La religión no ocupó un papel destacado en el circo político que fue la campaña electoral estadounidense y no figura como variable explicativa relevante en la mayoría de los análisis que buscan dar cuenta del triunfo electoral de Trump. Los datos demográficos apoyan la tesis de que el candidato republicano ganó la presidencia sobre todo gracias al descontento de la población blanca de bajo nivel educativo, excluida de la prosperidad económica por las políticas pro-corporativistas que rigen la globalización neoliberal. Al igual que en muchos países europeos, el racismo y la xenofobia que caracterizan a amplios sectores de la sociedad estadounidense la hizo presa fácil del demagogo fascistoide que tan hábilmente manipuló sus temores, sus prejuicios y su ignorancia política.

Vale la pena, sin embargo, revisar con más detalle el rol de la religión en el triunfo de Trump, sobre todo por la centralidad que han tenido los sectores religiosos conservadores en la coalición electoral republicana desde los años 80. Veamos las cifras (1): los evangélicos blancos estadounidenses, que representan el 26 porciento del electorado, votaron masivamente por Trump, quien obtuvo el 81% de sus votos, un porcentaje mayor que el logrado por los candidatos presidenciales republicanos en las elecciones del 2012 (78%) y del 2008 (74%).

Algo similar ocurrió con los católicos blancos, de los cuales el 60% votó por Trump contra el 37% por Hillary, una proporción que también supera la recibida por los republicanos en las dos últimas elecciones. Los hispanos, cuyo peso dentro del catolicismo estadounidense ha crecido de manera sostenida en las últimas décadas hasta alcanzar el 34% en la actualidad, favorecieron mayoritariamente a Hillary (67% a 26%), lo que no fue suficiente para contrarrestar el voto de los blancos.

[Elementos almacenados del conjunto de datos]
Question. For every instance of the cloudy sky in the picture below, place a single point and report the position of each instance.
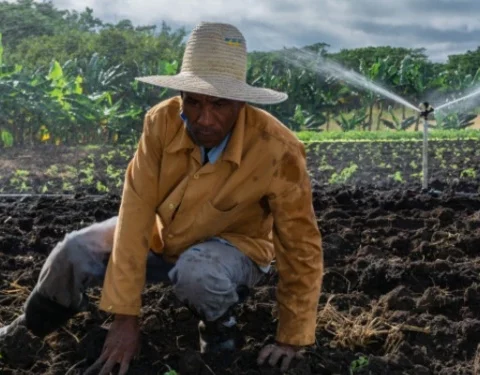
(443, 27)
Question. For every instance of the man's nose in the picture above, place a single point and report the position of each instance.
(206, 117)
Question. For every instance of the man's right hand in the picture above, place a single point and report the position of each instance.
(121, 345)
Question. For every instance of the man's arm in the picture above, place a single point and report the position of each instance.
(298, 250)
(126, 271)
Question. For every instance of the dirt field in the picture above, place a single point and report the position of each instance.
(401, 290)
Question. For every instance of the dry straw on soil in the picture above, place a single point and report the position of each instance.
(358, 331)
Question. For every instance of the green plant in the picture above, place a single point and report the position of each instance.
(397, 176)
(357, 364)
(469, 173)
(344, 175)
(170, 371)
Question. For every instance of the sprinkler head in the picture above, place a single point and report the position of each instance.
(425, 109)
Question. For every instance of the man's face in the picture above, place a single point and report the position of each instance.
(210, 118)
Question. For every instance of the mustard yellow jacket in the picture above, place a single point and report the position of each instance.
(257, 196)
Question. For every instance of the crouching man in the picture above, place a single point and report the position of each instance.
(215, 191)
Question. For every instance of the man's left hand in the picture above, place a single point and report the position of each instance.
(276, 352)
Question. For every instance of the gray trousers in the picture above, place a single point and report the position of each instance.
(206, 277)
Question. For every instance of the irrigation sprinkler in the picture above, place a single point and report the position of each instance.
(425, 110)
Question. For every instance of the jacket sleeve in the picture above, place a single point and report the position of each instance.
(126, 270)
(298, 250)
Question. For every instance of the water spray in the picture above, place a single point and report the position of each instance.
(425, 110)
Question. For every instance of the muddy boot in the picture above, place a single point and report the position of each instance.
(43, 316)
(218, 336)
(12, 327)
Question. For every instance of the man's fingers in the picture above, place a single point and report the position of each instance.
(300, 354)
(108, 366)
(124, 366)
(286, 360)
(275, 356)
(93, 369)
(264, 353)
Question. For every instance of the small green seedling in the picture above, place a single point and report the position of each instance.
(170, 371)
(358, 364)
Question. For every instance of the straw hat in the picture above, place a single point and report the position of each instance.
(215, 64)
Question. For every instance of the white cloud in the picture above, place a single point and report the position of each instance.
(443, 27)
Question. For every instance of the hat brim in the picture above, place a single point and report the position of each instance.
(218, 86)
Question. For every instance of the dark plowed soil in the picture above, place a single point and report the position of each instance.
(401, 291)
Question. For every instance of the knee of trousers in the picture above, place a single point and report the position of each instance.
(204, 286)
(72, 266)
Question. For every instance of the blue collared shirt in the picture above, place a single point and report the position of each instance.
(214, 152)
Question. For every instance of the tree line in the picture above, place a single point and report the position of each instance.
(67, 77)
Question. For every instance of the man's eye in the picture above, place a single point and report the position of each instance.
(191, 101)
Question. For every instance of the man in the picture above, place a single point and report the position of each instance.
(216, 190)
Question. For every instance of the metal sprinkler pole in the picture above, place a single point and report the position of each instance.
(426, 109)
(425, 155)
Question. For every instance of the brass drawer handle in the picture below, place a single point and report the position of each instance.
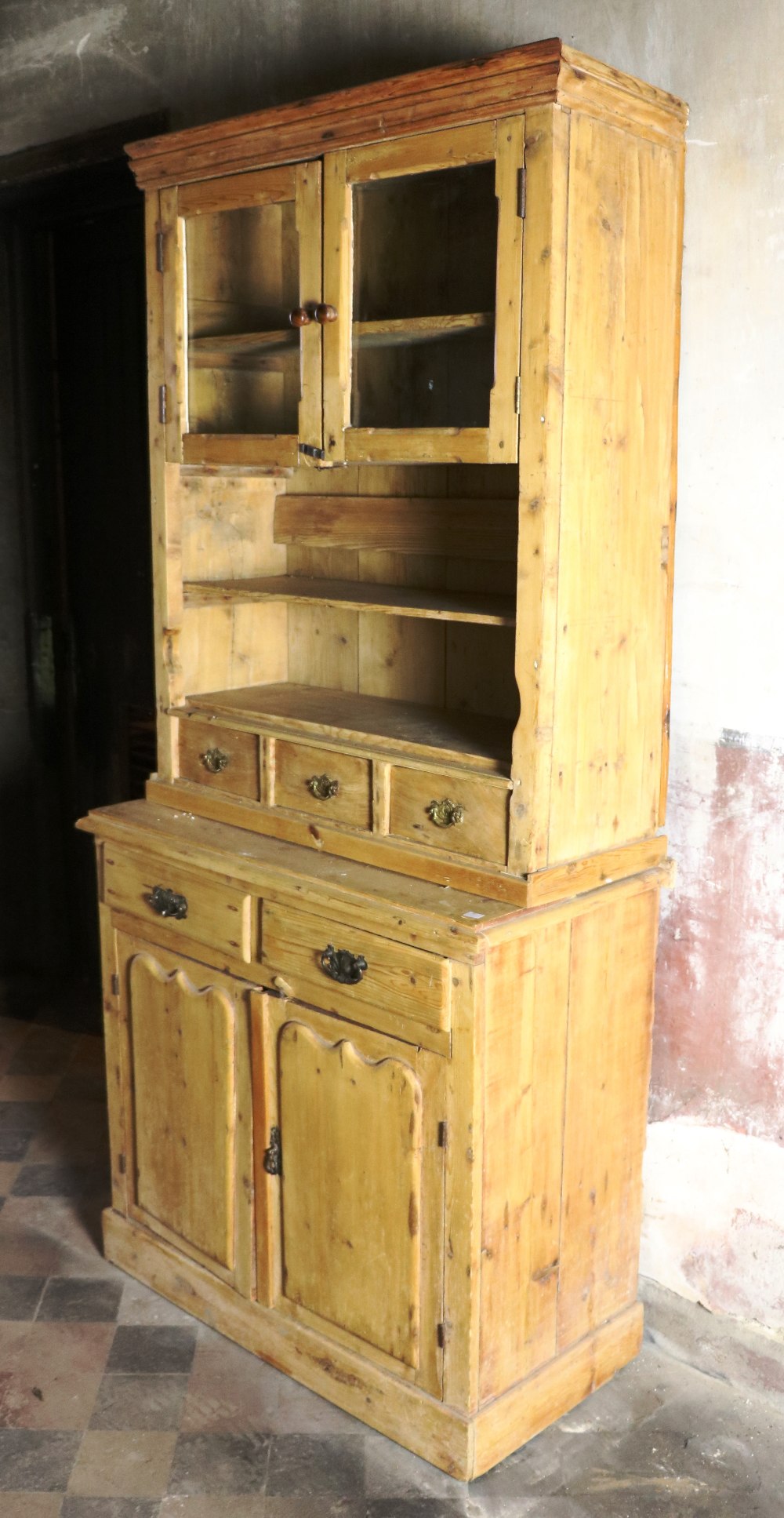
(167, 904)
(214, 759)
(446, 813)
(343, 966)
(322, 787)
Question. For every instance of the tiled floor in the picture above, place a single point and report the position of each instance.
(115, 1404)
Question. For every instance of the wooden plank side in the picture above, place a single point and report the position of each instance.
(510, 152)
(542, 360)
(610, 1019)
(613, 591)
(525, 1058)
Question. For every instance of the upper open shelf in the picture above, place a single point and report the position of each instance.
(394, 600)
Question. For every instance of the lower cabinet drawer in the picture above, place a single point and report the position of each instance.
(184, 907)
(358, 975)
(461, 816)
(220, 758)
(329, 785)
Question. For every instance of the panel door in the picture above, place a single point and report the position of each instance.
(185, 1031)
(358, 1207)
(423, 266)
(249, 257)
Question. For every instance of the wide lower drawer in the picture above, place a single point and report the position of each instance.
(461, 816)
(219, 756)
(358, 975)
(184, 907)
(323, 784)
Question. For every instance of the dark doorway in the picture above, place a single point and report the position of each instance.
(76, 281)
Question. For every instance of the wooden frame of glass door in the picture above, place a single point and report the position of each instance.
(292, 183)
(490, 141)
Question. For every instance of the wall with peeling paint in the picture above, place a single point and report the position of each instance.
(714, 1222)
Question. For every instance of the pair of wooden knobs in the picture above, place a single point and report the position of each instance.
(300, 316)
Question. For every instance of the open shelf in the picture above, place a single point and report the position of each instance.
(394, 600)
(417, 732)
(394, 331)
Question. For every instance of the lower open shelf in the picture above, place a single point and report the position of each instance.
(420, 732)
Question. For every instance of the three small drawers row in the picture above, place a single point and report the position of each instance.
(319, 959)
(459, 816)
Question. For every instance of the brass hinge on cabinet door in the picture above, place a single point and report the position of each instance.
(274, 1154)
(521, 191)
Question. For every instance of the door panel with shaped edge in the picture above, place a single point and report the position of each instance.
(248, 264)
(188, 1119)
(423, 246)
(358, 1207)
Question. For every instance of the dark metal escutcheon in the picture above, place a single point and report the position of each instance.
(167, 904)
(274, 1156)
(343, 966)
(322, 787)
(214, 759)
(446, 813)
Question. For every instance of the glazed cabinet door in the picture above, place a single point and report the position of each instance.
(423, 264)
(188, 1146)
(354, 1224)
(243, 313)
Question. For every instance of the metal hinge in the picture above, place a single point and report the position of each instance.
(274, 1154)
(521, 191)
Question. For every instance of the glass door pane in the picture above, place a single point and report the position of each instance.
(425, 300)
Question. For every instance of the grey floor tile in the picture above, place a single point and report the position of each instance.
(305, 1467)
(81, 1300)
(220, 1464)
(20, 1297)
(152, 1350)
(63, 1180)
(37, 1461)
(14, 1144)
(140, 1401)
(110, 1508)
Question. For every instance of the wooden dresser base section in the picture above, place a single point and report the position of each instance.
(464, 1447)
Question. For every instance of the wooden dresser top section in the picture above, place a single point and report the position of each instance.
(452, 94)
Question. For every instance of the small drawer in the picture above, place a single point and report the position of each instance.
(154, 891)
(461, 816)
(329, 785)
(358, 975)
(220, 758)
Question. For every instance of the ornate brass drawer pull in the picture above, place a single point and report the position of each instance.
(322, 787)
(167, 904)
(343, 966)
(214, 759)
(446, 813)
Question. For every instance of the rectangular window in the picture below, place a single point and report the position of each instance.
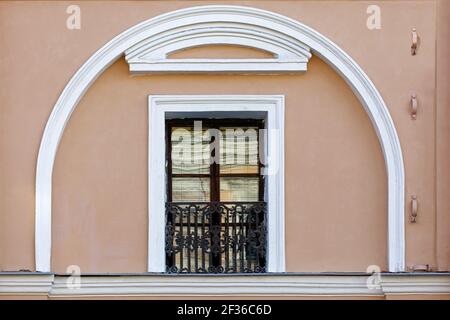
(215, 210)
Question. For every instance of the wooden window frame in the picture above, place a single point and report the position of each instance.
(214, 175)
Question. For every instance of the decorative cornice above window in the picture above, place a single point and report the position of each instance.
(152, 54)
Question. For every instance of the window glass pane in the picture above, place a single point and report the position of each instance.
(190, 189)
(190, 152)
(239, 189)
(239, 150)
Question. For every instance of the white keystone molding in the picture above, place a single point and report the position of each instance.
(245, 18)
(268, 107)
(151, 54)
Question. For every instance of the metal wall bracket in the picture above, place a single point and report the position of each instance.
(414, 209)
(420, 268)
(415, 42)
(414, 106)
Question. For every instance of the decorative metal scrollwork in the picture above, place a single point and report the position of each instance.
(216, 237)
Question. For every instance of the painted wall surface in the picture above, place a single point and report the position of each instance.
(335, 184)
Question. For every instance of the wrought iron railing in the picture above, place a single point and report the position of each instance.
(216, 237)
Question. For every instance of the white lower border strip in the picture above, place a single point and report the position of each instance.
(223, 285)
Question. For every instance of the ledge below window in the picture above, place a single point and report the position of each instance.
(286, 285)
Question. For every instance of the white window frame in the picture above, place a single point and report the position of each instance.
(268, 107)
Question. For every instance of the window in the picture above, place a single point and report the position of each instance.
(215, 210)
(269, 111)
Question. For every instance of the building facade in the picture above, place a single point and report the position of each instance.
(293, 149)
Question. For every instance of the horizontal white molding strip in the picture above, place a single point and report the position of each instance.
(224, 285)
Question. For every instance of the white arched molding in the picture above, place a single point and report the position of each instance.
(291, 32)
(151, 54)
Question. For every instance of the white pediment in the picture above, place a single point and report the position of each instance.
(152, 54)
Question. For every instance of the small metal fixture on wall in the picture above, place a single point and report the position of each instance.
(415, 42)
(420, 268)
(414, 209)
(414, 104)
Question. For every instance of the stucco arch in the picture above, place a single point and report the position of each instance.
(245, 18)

Analice el material -
A - Según el texto sobre la religión y el triunfo de Trump, ¿qué porcentaje de los votos de los evangélicos blancos obtuvo Trump?
B - Continúe el texto sobre la religión y el triunfo de Trump a partir de su última oración.
No es necesario consultar las líneas.

Respuestas -
A - El 81%.

B -
En otras palabras, la mayoría de católicos blancos dio una bofetada a sus correligionarios hispanos, votando por un candidato virulentamente anti-hispano y anti-inmigrante, dos grupos mayoritariamente católicos que además son los únicos sectores de la feligresía que ha crecido en las últimas décadas. En efecto, el número de católicos blancos, sobre todo jóvenes, que ha abandonado la Iglesia ha sido tan grande que los ex católicos ahora representan la tercera “denominación” religiosa más grande de los EEUU, con un 15% de la población total. Sin el influjo de los migrantes hispanos, la crisis que afecta a la Iglesia católica estadounidense sería mucho peor, tomando en cuenta que a pesar del incremento de la feligresía hispana, el porcentaje de católicos dentro de la población general sigue cayendo (pasó del 27% en el 2008 al 23% en el 2016).

¿Cómo explicar que tanto los católicos como los evangélicos hayan votado con tanto entusiasmo por un candidato que representa la antítesis de los valores religiosos que ellos dicen apoyar? ¿Por un candidato que nunca va a la iglesia, va por su tercer matrimonio, se ha jactado públicamente de sus adulterios, ha ganado millones con el negocio de los casinos, se ha evidenciado a sí mismo como un agresor sexual, es un mentiroso consumado, etc.?

La respuesta hay que buscarla en la obsesión anti-aborto de la derecha religiosa estadounidense, a la que ahora se suma el backlash contra el matrimonio igualitario y otras conquistas LGTB. La Conferencia de Obispos Católicos de EEUU ha jugado un papel estelar en la exacerbación de este rechazo con su narrativa inventada sobre la restricción de las libertades religiosas bajo los gobiernos de Obama. En particular, los obispos urdieron una trama fantasiosa en torno a la cobertura anticonceptiva de las aseguradoras de salud bajo Obamacare, que según ellos violenta el derecho “religioso” de los hospitales, escuelas y otras instituciones católicas con fines de lucro a negar acceso anticonceptivo a sus empleados. Las acusaciones de los obispos continuaron aún después de que la administración de Obama tratara de complacerlos modificando la norma para que la obligación de la entidad católica se limitara a notificar a la aseguradora que, por razones de conciencia, ellos no proveerían el servicio, a fin de que la aseguradora lo pudiera proporcionar por otra vía.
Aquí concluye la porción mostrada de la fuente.